◆ Reading text
::::::::::

Coleman says, “I knew there was an answer to this problem.”
He coordinated with the union’s benefits administrator and attorneys and figured out a “redirect” solution that allowed members to choose whether to filter the funds into their health and welfare accounts for insurance or into an annuity.
This collaborative approach is how Coleman also brings together labor and management on a national scale at SMART. “We are interdependent,” he says. “Neither side is nearly as good without the other. We need each other.”
Coleman calls himself “a big partnership individual,” and that began early on at Local 33, where he was business manager from 2012 to 2019, before moving to Washington, D.C. to work as SMART’s director of business and management relations.
“I have said for years that 95 percent of the issues we face, we are lockstep in how they should be handled. The other 5 percent are inherent differences in management-labor relationships, and we can work through those as long as we are partners.”At the end of the day, Coleman says, “We always shake hands and respect each other.”
After he arrived in Washington, D.C., former General President Joe Sellers asked Coleman to become his assistant. “I learned a lot from General President Sellers: how to look at the industry as a whole, how to better coordinate work and to really take time to research,” he relates.
In the three and a half years leading up to Coleman’s move up to general president, he was on the front lines of challenges, victories and huge industry wins, including megaprojects funded by the Bipartisan Infrastructure Law, the CHIPS and Science Act, and the Inflation Reduction Act.
Because of the pandemic, the public and private sectors were more tuned into the importance of indoor air quality. “We are working on this every day with locals to get legislation and some of that funding that was set aside granted so we can upgrade the HVAC systems in buildings, schools, nursing homes and other facilities,” Coleman says.
Coleman believes focusing on indoor air quality could potentially change the face of SMART and the industry for generations to come. However, the limelight has shifted for the time because of enormous construction projects and these jobsites’ workforce requirements.
“With the projects and legislation passed to date, there is roughly $600 billion in construction planned for the next few years, and these are numbers we’ve never seen before — even if you adjust for inflation,” Coleman says.
While assembling the workforce to complete major construction projects, Coleman says an equal challenge is protecting core projects that locals perform. “Those employers still need sheet metal workers for hospital projects, schools and other buildings,” he says.

::::::::::

◆ Study material
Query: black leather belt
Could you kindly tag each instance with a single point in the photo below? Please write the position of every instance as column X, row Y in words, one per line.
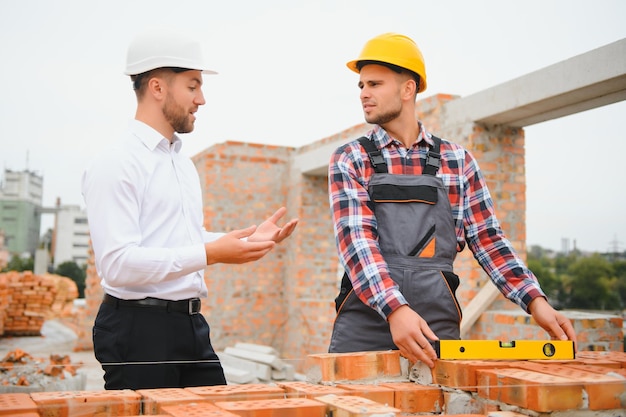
column 190, row 306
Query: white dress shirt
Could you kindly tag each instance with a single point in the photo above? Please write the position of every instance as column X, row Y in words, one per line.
column 144, row 206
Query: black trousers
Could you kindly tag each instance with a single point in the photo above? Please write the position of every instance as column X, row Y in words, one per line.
column 149, row 347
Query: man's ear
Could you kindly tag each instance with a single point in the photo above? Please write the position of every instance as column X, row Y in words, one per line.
column 409, row 89
column 157, row 87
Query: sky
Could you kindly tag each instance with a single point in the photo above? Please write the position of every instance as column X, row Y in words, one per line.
column 283, row 81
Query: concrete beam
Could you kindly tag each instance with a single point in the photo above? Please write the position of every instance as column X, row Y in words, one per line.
column 584, row 82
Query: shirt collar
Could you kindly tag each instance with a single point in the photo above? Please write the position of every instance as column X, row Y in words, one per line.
column 151, row 138
column 382, row 139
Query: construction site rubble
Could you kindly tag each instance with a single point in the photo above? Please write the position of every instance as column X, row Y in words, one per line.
column 27, row 300
column 22, row 372
column 250, row 363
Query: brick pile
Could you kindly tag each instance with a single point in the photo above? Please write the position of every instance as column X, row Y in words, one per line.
column 249, row 363
column 368, row 384
column 27, row 300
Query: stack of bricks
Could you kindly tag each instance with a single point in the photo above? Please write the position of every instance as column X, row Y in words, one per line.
column 372, row 384
column 27, row 300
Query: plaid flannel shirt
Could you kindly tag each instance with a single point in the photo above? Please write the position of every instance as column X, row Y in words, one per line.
column 476, row 225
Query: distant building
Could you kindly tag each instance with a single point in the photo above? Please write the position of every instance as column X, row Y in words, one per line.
column 4, row 253
column 70, row 240
column 21, row 195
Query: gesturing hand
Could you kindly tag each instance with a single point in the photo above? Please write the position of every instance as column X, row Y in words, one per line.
column 269, row 229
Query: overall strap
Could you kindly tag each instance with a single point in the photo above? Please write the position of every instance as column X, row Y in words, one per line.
column 433, row 159
column 376, row 157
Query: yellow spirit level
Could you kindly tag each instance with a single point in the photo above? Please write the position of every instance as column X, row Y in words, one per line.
column 494, row 349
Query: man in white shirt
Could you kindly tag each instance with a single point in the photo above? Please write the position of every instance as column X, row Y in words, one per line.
column 144, row 205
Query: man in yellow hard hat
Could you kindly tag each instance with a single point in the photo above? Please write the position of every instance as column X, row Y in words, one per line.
column 144, row 206
column 404, row 203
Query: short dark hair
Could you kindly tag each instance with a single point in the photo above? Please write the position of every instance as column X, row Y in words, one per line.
column 396, row 68
column 139, row 78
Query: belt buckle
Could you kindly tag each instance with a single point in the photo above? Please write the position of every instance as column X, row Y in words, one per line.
column 194, row 306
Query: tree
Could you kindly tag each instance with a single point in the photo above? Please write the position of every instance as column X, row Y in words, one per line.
column 71, row 270
column 593, row 284
column 550, row 283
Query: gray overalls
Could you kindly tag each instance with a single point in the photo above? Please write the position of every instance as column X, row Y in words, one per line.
column 418, row 241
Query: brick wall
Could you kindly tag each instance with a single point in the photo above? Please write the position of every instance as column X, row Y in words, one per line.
column 286, row 300
column 370, row 384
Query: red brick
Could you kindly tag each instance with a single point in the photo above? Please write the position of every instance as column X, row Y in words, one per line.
column 358, row 365
column 461, row 374
column 414, row 398
column 352, row 406
column 87, row 403
column 285, row 407
column 238, row 392
column 532, row 390
column 16, row 403
column 298, row 389
column 154, row 399
column 612, row 356
column 201, row 409
column 378, row 393
column 603, row 391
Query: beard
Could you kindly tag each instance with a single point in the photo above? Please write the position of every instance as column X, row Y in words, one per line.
column 384, row 117
column 177, row 116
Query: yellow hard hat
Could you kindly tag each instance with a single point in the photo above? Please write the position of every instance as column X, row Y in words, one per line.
column 395, row 49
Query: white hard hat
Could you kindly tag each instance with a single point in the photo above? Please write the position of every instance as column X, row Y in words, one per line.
column 162, row 48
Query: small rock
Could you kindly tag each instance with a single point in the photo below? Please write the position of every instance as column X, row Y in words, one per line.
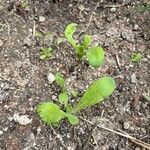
column 137, row 148
column 42, row 18
column 50, row 78
column 127, row 34
column 135, row 27
column 133, row 78
column 113, row 9
column 126, row 125
column 1, row 42
column 22, row 120
column 27, row 41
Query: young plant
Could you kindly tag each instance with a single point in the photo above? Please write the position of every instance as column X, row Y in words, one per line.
column 95, row 55
column 136, row 57
column 60, row 80
column 100, row 89
column 45, row 53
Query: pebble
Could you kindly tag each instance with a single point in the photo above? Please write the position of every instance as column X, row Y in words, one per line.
column 113, row 9
column 42, row 18
column 133, row 78
column 50, row 77
column 22, row 119
column 27, row 41
column 126, row 125
column 137, row 148
column 128, row 35
column 1, row 42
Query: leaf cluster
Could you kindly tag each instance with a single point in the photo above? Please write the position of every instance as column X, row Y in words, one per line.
column 51, row 113
column 95, row 55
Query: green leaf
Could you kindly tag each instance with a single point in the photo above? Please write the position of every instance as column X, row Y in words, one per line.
column 45, row 53
column 80, row 51
column 87, row 41
column 60, row 40
column 74, row 93
column 95, row 56
column 59, row 79
column 72, row 119
column 63, row 98
column 69, row 31
column 50, row 113
column 96, row 93
column 136, row 57
column 146, row 97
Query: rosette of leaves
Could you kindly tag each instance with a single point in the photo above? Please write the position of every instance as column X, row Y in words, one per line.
column 97, row 92
column 95, row 55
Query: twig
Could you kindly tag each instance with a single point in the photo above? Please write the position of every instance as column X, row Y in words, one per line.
column 59, row 138
column 8, row 27
column 118, row 61
column 123, row 134
column 90, row 19
column 89, row 137
column 34, row 28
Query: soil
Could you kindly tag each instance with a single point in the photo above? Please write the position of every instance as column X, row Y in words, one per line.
column 118, row 28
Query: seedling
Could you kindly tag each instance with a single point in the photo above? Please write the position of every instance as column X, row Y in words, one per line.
column 60, row 80
column 136, row 57
column 100, row 89
column 60, row 40
column 39, row 34
column 45, row 53
column 95, row 55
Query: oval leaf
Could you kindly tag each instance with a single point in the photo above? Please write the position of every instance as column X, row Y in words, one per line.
column 69, row 31
column 95, row 56
column 50, row 113
column 63, row 98
column 97, row 92
column 72, row 119
column 87, row 41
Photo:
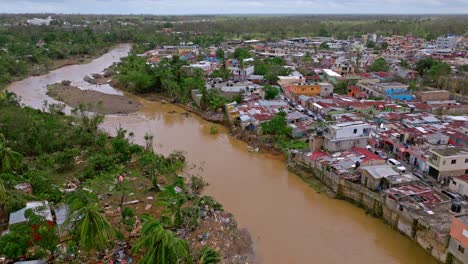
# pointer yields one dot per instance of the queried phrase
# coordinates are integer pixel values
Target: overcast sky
(164, 7)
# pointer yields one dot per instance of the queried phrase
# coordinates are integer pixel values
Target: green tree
(271, 92)
(160, 245)
(384, 45)
(241, 54)
(3, 196)
(341, 87)
(324, 45)
(89, 226)
(404, 63)
(207, 255)
(323, 33)
(277, 125)
(379, 64)
(149, 162)
(220, 54)
(16, 243)
(9, 160)
(371, 44)
(172, 200)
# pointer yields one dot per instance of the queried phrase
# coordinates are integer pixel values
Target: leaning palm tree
(89, 225)
(3, 196)
(208, 256)
(160, 245)
(10, 160)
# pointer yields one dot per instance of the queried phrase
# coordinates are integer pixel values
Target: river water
(288, 220)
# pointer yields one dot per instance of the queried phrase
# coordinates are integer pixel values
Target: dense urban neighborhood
(380, 120)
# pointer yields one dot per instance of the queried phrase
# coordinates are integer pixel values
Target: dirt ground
(93, 100)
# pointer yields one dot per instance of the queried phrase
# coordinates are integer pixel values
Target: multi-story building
(293, 91)
(447, 162)
(458, 245)
(392, 90)
(345, 136)
(447, 42)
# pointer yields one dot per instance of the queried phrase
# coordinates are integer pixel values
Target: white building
(459, 184)
(447, 42)
(345, 136)
(39, 21)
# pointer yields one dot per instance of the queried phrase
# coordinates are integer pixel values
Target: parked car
(401, 169)
(381, 154)
(422, 178)
(394, 162)
(453, 196)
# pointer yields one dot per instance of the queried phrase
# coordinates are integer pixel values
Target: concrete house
(458, 244)
(446, 162)
(459, 184)
(345, 136)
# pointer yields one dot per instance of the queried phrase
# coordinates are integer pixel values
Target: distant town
(380, 120)
(376, 134)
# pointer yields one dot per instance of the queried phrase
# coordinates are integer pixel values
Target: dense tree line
(168, 77)
(42, 149)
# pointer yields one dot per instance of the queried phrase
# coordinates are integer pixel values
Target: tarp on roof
(40, 208)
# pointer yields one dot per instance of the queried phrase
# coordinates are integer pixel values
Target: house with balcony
(448, 162)
(345, 136)
(458, 243)
(392, 90)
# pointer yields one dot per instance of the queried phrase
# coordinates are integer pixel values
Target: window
(461, 249)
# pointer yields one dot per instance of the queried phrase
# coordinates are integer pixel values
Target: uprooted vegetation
(123, 201)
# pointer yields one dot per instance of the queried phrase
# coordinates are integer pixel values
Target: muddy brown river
(288, 220)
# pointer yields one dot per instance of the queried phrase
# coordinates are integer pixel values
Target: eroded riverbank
(289, 221)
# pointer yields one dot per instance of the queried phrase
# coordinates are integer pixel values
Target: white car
(394, 162)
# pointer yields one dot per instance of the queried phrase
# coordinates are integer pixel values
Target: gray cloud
(235, 6)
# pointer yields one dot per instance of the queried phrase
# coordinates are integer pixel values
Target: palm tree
(357, 49)
(160, 245)
(3, 196)
(208, 256)
(89, 225)
(173, 201)
(9, 160)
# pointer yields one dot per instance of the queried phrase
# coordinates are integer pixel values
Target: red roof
(369, 155)
(382, 74)
(365, 75)
(316, 155)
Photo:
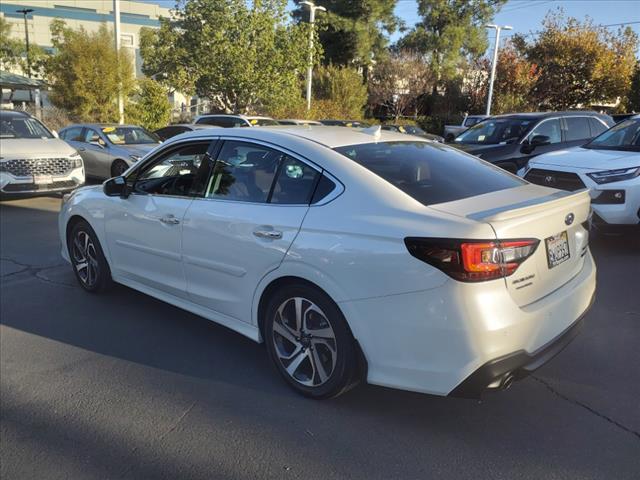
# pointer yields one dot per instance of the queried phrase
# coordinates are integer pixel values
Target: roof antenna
(375, 131)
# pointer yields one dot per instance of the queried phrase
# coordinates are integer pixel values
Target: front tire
(87, 258)
(309, 342)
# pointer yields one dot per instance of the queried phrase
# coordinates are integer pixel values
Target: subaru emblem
(569, 219)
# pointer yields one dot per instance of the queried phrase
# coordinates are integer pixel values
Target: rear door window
(597, 127)
(430, 173)
(577, 129)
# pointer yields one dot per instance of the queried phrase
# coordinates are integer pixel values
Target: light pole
(495, 62)
(312, 21)
(25, 12)
(116, 28)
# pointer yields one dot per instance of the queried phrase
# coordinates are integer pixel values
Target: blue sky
(525, 16)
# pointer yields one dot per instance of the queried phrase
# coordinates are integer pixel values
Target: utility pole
(495, 62)
(116, 25)
(25, 12)
(312, 21)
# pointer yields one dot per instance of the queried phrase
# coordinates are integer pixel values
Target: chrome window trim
(335, 193)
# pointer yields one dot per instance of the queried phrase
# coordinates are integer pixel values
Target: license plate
(557, 249)
(42, 179)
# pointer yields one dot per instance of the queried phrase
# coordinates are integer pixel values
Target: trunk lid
(530, 212)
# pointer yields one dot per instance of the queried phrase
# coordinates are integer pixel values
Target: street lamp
(495, 61)
(25, 12)
(312, 21)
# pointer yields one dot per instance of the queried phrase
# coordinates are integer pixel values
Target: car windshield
(22, 127)
(494, 131)
(262, 122)
(623, 136)
(129, 135)
(428, 172)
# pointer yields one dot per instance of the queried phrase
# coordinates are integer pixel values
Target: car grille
(27, 167)
(32, 187)
(550, 178)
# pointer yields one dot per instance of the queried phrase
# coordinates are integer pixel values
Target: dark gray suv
(509, 141)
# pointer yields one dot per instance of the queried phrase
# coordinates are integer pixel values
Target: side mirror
(539, 140)
(116, 187)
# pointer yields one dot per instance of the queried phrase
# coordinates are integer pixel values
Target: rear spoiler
(534, 205)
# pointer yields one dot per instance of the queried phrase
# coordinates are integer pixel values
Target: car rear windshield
(493, 131)
(622, 136)
(22, 127)
(428, 172)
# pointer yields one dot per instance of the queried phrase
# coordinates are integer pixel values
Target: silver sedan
(108, 150)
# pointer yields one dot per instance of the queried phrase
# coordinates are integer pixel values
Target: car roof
(537, 115)
(14, 113)
(248, 117)
(100, 125)
(328, 136)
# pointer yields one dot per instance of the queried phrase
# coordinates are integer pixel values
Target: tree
(581, 63)
(151, 107)
(10, 49)
(243, 59)
(353, 32)
(398, 82)
(338, 92)
(632, 103)
(85, 73)
(450, 33)
(513, 87)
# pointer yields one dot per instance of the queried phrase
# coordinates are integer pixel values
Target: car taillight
(472, 260)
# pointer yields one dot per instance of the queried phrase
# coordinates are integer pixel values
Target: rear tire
(118, 167)
(87, 258)
(309, 342)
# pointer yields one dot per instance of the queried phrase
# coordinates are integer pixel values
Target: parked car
(413, 130)
(452, 131)
(510, 141)
(345, 123)
(109, 149)
(351, 253)
(33, 160)
(294, 121)
(169, 131)
(609, 165)
(230, 121)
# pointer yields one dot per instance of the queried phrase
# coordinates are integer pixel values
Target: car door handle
(169, 220)
(269, 234)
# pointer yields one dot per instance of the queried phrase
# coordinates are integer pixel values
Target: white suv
(33, 160)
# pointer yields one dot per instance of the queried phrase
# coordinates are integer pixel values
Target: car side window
(91, 135)
(174, 172)
(243, 172)
(548, 128)
(295, 183)
(73, 134)
(577, 128)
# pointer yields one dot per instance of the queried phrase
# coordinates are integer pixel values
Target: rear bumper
(498, 373)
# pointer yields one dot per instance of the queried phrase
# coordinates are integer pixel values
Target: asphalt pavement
(123, 386)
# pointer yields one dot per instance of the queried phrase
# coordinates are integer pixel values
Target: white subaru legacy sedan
(609, 165)
(352, 254)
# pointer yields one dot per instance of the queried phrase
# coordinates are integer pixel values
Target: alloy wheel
(85, 258)
(304, 341)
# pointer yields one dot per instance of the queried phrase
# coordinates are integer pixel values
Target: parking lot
(124, 386)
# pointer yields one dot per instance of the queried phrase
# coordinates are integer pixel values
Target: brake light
(473, 260)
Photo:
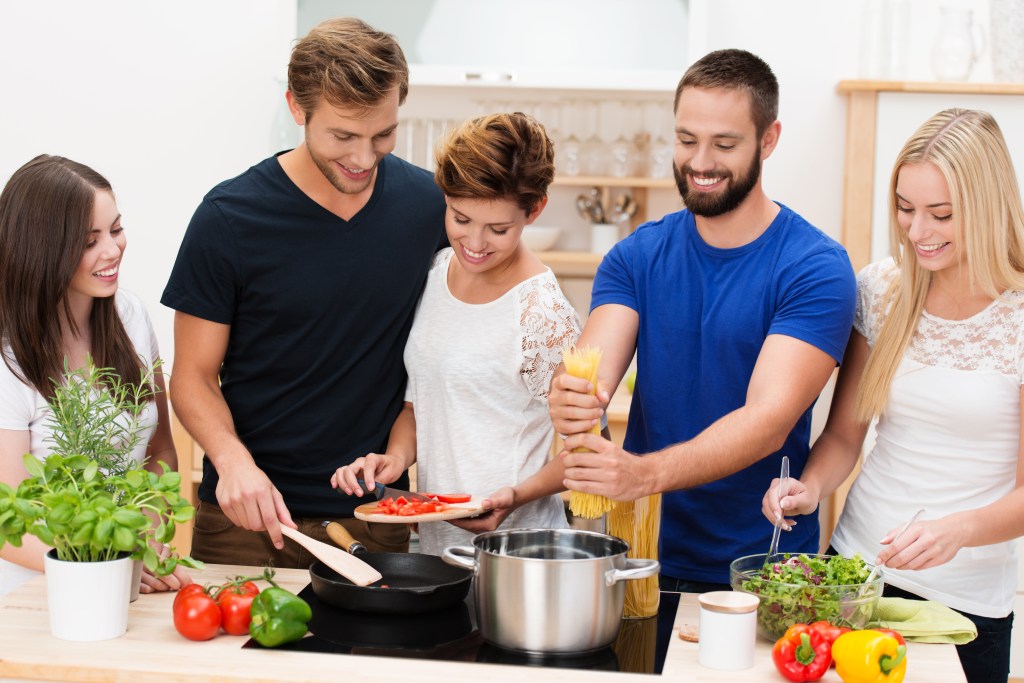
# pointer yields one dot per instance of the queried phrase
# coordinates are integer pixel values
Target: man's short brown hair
(348, 63)
(736, 70)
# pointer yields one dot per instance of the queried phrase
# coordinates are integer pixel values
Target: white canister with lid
(728, 630)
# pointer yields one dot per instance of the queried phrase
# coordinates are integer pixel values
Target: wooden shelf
(609, 181)
(571, 263)
(935, 87)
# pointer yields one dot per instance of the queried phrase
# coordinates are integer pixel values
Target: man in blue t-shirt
(295, 289)
(737, 310)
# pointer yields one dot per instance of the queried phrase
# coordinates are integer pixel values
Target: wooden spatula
(347, 565)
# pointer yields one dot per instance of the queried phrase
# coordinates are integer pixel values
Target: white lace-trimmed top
(946, 441)
(478, 380)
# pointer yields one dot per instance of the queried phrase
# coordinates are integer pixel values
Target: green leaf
(33, 466)
(82, 535)
(101, 532)
(125, 539)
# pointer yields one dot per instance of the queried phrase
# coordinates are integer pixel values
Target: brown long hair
(45, 218)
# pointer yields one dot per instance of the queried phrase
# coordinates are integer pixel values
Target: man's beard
(710, 205)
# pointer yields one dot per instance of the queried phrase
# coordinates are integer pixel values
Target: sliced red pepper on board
(406, 508)
(454, 498)
(802, 653)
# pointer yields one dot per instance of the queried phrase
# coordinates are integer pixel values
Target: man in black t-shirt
(295, 289)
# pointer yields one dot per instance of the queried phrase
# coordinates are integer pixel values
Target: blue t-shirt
(320, 309)
(705, 313)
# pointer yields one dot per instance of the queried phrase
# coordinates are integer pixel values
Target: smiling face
(484, 233)
(718, 151)
(347, 144)
(924, 210)
(96, 274)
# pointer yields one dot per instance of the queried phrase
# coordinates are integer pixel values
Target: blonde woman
(937, 356)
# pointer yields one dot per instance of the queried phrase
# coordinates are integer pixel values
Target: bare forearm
(201, 408)
(731, 443)
(545, 481)
(401, 440)
(830, 462)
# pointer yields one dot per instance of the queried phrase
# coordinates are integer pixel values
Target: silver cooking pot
(549, 591)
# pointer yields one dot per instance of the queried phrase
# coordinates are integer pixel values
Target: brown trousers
(216, 540)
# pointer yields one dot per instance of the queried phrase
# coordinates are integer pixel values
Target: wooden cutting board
(368, 512)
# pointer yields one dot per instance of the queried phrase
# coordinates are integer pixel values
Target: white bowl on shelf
(541, 238)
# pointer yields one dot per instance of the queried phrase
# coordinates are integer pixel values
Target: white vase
(88, 600)
(1007, 18)
(957, 44)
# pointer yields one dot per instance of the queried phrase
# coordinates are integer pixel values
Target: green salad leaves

::::::::::

◆ Work request 1
According to the Coleman article, during which years was Coleman business manager at Local 33?
◆ Work request 2
Rewrite the paragraph of the Coleman article beginning "After he arrived in Washington, D.C." as a shorter version that keeps its main facts.
The rows come from a different source than the Coleman article.

◆ Exercise solution 1
He was business manager there from 2012 to 2019.

◆ Exercise solution 2
Once Coleman was in Washington, D.C., former General President Joe Sellers asked him to be his assistant. From Sellers he learned to view the industry as a whole, coordinate work better and take time for research.